--- Problem ---
Return every line of the data below that contains the word "people".

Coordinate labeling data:
____
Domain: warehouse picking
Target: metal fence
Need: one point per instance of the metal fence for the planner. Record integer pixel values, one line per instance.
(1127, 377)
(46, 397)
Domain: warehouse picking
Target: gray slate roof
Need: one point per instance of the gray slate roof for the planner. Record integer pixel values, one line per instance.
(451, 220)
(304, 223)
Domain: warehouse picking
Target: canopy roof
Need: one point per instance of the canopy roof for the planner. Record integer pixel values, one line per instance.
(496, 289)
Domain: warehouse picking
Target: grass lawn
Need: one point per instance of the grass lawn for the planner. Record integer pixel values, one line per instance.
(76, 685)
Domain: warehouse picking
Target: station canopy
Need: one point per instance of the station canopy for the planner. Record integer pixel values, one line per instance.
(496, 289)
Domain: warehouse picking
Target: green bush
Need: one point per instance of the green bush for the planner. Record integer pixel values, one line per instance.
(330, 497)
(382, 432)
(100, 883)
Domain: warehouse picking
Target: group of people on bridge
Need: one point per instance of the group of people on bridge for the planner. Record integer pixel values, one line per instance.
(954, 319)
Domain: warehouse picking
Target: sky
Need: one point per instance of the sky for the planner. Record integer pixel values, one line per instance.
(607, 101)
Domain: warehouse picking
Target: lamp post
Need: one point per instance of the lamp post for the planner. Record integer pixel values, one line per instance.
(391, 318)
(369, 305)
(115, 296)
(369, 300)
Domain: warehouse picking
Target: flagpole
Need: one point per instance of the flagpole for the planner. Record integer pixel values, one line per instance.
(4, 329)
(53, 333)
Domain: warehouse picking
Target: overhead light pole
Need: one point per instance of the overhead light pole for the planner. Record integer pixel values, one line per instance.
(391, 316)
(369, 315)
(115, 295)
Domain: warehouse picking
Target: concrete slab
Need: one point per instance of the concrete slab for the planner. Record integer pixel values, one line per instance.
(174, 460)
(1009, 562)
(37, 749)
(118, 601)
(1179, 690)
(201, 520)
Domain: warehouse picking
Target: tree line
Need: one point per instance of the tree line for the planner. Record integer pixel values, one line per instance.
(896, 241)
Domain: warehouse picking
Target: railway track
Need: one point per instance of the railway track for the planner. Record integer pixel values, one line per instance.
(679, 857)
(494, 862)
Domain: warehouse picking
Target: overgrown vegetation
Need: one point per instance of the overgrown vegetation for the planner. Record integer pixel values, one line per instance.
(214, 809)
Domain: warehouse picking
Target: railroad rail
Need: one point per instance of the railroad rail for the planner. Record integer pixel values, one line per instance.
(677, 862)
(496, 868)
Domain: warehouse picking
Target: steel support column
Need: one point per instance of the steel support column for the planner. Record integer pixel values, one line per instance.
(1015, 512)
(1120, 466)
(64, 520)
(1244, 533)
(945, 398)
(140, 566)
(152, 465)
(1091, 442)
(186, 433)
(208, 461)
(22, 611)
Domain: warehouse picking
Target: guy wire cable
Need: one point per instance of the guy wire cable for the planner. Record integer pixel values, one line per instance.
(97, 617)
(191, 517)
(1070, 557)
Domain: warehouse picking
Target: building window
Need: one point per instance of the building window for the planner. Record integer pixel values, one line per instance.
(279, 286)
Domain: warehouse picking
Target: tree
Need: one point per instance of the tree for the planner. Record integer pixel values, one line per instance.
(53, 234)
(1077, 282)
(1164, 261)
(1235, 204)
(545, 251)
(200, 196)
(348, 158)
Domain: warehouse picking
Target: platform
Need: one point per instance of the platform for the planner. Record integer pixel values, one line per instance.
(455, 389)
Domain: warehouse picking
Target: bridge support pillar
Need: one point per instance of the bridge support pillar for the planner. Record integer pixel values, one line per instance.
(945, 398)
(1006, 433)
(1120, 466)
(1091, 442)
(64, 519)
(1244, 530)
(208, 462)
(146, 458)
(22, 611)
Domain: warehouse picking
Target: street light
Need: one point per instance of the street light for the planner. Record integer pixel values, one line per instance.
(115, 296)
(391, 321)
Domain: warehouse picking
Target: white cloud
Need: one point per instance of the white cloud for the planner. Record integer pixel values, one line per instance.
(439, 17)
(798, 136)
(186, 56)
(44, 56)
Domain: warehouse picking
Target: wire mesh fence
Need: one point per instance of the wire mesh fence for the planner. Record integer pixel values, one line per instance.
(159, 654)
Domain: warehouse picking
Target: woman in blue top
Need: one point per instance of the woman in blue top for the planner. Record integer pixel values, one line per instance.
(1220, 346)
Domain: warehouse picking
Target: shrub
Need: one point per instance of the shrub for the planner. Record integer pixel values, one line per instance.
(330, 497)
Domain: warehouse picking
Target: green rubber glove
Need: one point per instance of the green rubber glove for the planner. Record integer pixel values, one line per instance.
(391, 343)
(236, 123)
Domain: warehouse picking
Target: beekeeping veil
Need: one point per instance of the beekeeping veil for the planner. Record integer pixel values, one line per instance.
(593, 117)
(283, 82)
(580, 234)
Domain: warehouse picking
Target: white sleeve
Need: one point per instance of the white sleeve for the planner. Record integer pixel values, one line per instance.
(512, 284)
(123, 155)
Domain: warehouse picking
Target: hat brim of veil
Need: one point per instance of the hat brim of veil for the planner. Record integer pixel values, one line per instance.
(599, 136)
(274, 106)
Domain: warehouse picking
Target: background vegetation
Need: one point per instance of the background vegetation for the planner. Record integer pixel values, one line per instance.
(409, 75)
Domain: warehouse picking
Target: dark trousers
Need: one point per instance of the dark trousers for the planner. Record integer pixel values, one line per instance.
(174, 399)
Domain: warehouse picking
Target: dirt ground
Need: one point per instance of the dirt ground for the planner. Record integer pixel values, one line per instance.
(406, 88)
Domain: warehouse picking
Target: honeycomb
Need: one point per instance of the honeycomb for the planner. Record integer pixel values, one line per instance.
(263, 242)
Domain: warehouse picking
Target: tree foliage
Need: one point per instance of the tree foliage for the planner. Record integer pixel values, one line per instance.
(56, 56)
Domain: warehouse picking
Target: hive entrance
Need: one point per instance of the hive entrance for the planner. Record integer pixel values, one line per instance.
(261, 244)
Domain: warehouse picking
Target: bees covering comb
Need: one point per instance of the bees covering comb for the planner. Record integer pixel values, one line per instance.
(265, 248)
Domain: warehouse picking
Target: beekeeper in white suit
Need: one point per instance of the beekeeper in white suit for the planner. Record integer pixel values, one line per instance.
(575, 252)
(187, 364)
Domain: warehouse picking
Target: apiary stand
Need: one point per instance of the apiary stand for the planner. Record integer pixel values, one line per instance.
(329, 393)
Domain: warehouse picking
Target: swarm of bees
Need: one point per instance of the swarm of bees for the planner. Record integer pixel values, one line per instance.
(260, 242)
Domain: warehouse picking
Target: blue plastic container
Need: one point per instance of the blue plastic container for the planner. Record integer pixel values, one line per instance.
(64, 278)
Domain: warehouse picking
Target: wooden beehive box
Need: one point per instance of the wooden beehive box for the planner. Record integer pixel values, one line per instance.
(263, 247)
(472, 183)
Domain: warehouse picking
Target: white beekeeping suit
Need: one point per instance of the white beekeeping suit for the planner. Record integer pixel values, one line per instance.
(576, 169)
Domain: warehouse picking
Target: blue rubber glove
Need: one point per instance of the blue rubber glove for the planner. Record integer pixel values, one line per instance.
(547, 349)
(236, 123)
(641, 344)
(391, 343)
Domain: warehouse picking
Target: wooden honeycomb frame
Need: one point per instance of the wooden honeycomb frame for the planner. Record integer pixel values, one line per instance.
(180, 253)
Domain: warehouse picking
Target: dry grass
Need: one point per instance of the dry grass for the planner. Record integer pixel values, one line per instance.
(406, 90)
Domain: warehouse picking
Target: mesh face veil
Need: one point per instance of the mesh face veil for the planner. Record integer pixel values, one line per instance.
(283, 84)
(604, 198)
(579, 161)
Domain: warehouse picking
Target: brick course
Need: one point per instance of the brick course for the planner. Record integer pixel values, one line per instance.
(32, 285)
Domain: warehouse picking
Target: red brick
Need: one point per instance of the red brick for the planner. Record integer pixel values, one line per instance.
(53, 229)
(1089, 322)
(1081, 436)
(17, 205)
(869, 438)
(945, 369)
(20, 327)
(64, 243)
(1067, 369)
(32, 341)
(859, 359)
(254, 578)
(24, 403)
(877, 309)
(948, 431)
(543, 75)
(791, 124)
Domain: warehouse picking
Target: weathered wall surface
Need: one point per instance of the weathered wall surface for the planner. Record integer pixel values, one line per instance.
____
--- Solution to this problem ---
Target: group of people on bridge
Need: one point per instance of the group of people on bridge for the planner. Record integer pixel values, one line per instance.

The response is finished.